И Шпильман уехал. Потом на площадку приезжали фотокорреспонденты и разочарованные уезжали, а вечером позвонил Сеня Черток (кинокритик, уехавший в Израиль) и спросил:
— Гия, я знаком с их главным редактором. Хочешь, попытаемся дать опровержение?
— Спасибо, не надо! Еще больше внимания привлечем.
На следующий день на площадку приехал советский дипломат Александр Оня (фамилия и имя условные). Он отвел меня в сторонку и спросил, что за треп про наручники.
— Просто дурака валяли, — ответил я.
— Я так и сообщил, что это фантазии желтой прессы.
Несколько дней мы ждали реакции. Реакции не было, и мы поняли, пронесло! Спасибо Александру.

__СОХРАНЕННЫЕ СТРОКИ__:
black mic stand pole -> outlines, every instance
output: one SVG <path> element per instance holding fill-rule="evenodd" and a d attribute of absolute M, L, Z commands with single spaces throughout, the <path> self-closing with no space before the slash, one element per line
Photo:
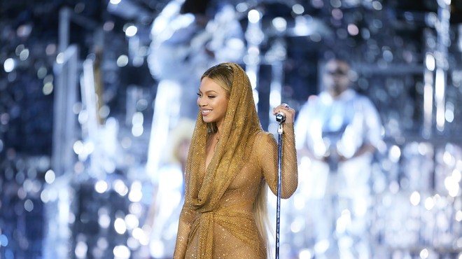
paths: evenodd
<path fill-rule="evenodd" d="M 285 117 L 281 113 L 276 115 L 276 120 L 279 122 L 277 127 L 278 133 L 278 173 L 277 173 L 277 202 L 276 203 L 276 259 L 279 258 L 279 223 L 281 217 L 281 172 L 282 170 L 282 122 Z"/>

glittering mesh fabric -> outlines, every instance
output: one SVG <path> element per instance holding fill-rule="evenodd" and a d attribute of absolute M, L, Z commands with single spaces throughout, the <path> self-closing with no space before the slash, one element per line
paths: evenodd
<path fill-rule="evenodd" d="M 185 204 L 175 258 L 266 258 L 265 237 L 253 204 L 264 181 L 276 193 L 278 144 L 262 130 L 248 78 L 234 63 L 228 108 L 220 141 L 207 168 L 206 125 L 197 116 L 186 168 Z M 281 197 L 298 183 L 293 124 L 284 124 Z"/>

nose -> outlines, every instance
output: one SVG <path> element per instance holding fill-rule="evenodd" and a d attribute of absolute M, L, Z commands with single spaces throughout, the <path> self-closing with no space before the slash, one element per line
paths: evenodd
<path fill-rule="evenodd" d="M 201 98 L 197 97 L 197 106 L 199 106 L 199 107 L 203 107 L 206 105 L 206 104 L 204 103 L 204 101 L 202 101 Z"/>

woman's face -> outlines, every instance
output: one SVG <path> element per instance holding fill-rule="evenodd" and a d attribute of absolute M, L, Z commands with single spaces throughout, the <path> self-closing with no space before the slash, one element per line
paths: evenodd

__ОПИСАНИЕ ЗАДАНИЯ__:
Перепишите отрывок о съемочной площадке, начиная со слов «И Шпильман уехал.» и до слов «попытаемся дать опровержение?» включительно, заменив «фотокорреспонденты» на «репортеры».

__ОБРАЗЕЦ РЕШЕНИЯ__:
И Шпильман уехал. Потом на площадку приезжали репортеры и разочарованные уезжали, а вечером позвонил Сеня Черток (кинокритик, уехавший в Израиль) и спросил:
— Гия, я знаком с их главным редактором. Хочешь, попытаемся дать опровержение?